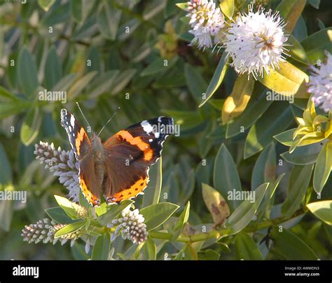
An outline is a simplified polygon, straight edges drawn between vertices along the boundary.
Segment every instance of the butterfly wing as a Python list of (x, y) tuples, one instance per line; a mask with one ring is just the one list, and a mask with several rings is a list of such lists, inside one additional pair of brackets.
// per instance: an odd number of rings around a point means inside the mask
[(74, 116), (65, 109), (61, 110), (61, 124), (66, 129), (75, 157), (80, 163), (78, 180), (82, 192), (92, 206), (99, 205), (100, 186), (96, 178), (89, 137)]
[(173, 119), (162, 117), (120, 131), (104, 143), (107, 174), (103, 192), (108, 203), (134, 197), (147, 187), (149, 166), (173, 133)]

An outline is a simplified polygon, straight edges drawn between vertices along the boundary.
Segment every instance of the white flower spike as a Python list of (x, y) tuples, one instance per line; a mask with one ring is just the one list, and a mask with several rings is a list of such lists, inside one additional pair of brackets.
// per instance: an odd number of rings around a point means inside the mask
[(213, 0), (191, 0), (186, 11), (192, 27), (189, 32), (195, 36), (191, 45), (197, 43), (200, 49), (212, 47), (212, 37), (225, 26), (220, 8)]
[(248, 14), (240, 14), (230, 24), (226, 34), (223, 47), (227, 56), (233, 59), (231, 65), (239, 74), (263, 76), (265, 70), (279, 68), (284, 61), (285, 42), (288, 37), (284, 33), (286, 24), (278, 12), (272, 10), (264, 13), (263, 8), (253, 12), (249, 6)]
[(319, 68), (311, 67), (307, 91), (312, 93), (315, 105), (328, 112), (332, 109), (332, 55), (327, 51), (326, 54), (325, 64), (321, 64)]

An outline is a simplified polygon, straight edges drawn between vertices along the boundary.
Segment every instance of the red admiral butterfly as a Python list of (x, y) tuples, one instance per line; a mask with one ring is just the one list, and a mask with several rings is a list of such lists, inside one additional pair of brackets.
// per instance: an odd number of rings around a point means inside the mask
[(160, 157), (168, 136), (158, 129), (174, 133), (173, 119), (160, 117), (130, 126), (102, 143), (95, 133), (90, 139), (65, 109), (61, 110), (61, 124), (80, 162), (80, 187), (92, 206), (100, 204), (102, 194), (110, 204), (141, 193), (148, 185), (149, 166)]

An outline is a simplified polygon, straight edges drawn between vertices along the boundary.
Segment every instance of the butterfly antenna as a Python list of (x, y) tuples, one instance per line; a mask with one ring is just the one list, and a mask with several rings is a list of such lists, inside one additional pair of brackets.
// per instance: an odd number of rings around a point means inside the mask
[(106, 124), (104, 125), (104, 126), (102, 128), (102, 129), (100, 130), (100, 131), (98, 133), (98, 136), (100, 135), (100, 133), (102, 133), (102, 130), (104, 130), (104, 129), (105, 129), (106, 126), (111, 121), (111, 120), (112, 119), (112, 118), (116, 116), (116, 114), (118, 113), (119, 111), (120, 111), (120, 107), (118, 107), (118, 110), (114, 112), (114, 114), (112, 115), (112, 117), (111, 118), (109, 118), (109, 121), (107, 121), (106, 122)]
[(89, 122), (88, 121), (88, 120), (86, 119), (85, 116), (84, 116), (84, 114), (83, 114), (83, 111), (82, 111), (82, 110), (81, 109), (80, 105), (78, 104), (78, 102), (76, 102), (76, 105), (77, 105), (77, 107), (78, 107), (78, 109), (80, 110), (81, 114), (82, 114), (82, 116), (83, 117), (84, 119), (85, 120), (86, 124), (88, 124), (88, 126), (89, 126), (90, 129), (91, 129), (91, 126), (90, 126), (90, 124), (89, 124)]

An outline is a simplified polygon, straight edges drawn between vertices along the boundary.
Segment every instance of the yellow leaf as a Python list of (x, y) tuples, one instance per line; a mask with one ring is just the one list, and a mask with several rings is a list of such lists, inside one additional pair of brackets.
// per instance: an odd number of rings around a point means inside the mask
[(202, 192), (216, 226), (223, 224), (230, 213), (225, 199), (217, 190), (207, 184), (202, 184)]
[(324, 140), (324, 135), (323, 132), (312, 132), (307, 133), (298, 140), (296, 140), (289, 148), (289, 153), (291, 153), (298, 146), (303, 146), (311, 145), (312, 143), (319, 143)]
[(325, 131), (325, 138), (327, 138), (329, 136), (332, 134), (332, 121), (330, 119), (330, 121), (326, 124), (326, 130)]
[(231, 19), (234, 13), (234, 0), (221, 0), (219, 6), (226, 17)]
[(303, 118), (300, 118), (300, 117), (295, 117), (295, 119), (296, 120), (296, 121), (298, 122), (298, 124), (300, 126), (305, 126), (305, 120), (303, 120)]
[(281, 62), (278, 70), (270, 68), (268, 74), (264, 70), (263, 78), (258, 77), (258, 80), (268, 88), (286, 96), (303, 98), (310, 96), (305, 91), (309, 77), (286, 61)]
[(312, 132), (312, 127), (298, 127), (293, 134), (293, 140), (295, 140), (298, 135), (306, 135), (307, 133)]
[(312, 124), (316, 125), (317, 124), (325, 123), (328, 121), (328, 118), (323, 115), (317, 115), (314, 118)]
[(223, 103), (221, 111), (223, 124), (225, 124), (239, 116), (245, 109), (254, 90), (254, 80), (248, 80), (247, 75), (236, 79), (232, 93)]

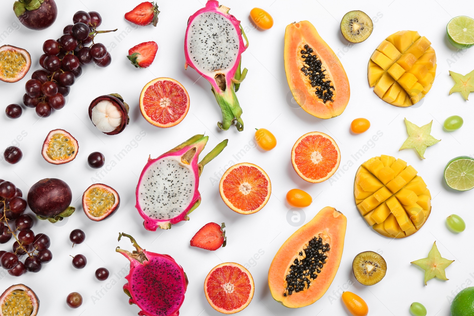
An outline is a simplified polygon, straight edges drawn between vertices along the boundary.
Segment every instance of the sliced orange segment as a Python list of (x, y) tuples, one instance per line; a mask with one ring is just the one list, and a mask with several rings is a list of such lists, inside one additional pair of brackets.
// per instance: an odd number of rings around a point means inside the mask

### PROBLEM DESCRIPTION
Starting at the beginning of the items and ending at the line that contains "64), (321, 64)]", recast them as a two-column CSV with the headers text and answer, one row per item, each field quoted and line breaks changed to spaces. Leave the pictures out.

### OUTPUT BELOW
text,answer
"An outline is a simplified polygon, straight edges drawn between vertices along the boundary. Segment every instance of the butterfly wing as a Python list of (x, y) tuples, one instance per line; a mask with one ring is just the one list, and a mask with several rings is a list of such lists, inside one additional pair of brackets. // per instance: an odd number of rings around a point means inside the mask","[(74, 116), (65, 109), (61, 110), (61, 124), (66, 129), (75, 157), (80, 163), (78, 180), (82, 192), (92, 206), (99, 205), (100, 186), (96, 178), (89, 137)] [(173, 119), (162, 117), (120, 131), (104, 143), (107, 174), (103, 192), (108, 203), (134, 197), (147, 187), (149, 166), (173, 133)]"
"An outline is a simplified polygon, straight edges drawn between vertices along the boundary. Segment every instance of the white flower spike as a Python list of (x, y) tuples, one instance per line; a mask with one ring is just the one list, and a mask with several rings is a list of such lists, inside one additional pair of brackets. // per instance: an odd number of rings around a point means inside the mask","[(213, 0), (191, 0), (186, 11), (192, 27), (189, 32), (195, 36), (191, 45), (197, 43), (200, 49), (212, 47), (212, 37), (225, 26), (220, 8)] [(248, 14), (240, 14), (230, 24), (226, 34), (223, 47), (227, 56), (233, 59), (231, 65), (239, 74), (263, 76), (265, 70), (279, 68), (284, 61), (285, 42), (288, 37), (284, 33), (286, 24), (278, 12), (272, 10), (264, 13), (263, 8), (253, 12), (249, 6)] [(319, 68), (311, 67), (307, 91), (312, 93), (315, 105), (328, 112), (332, 109), (332, 55), (327, 51), (326, 54), (325, 64), (321, 64)]"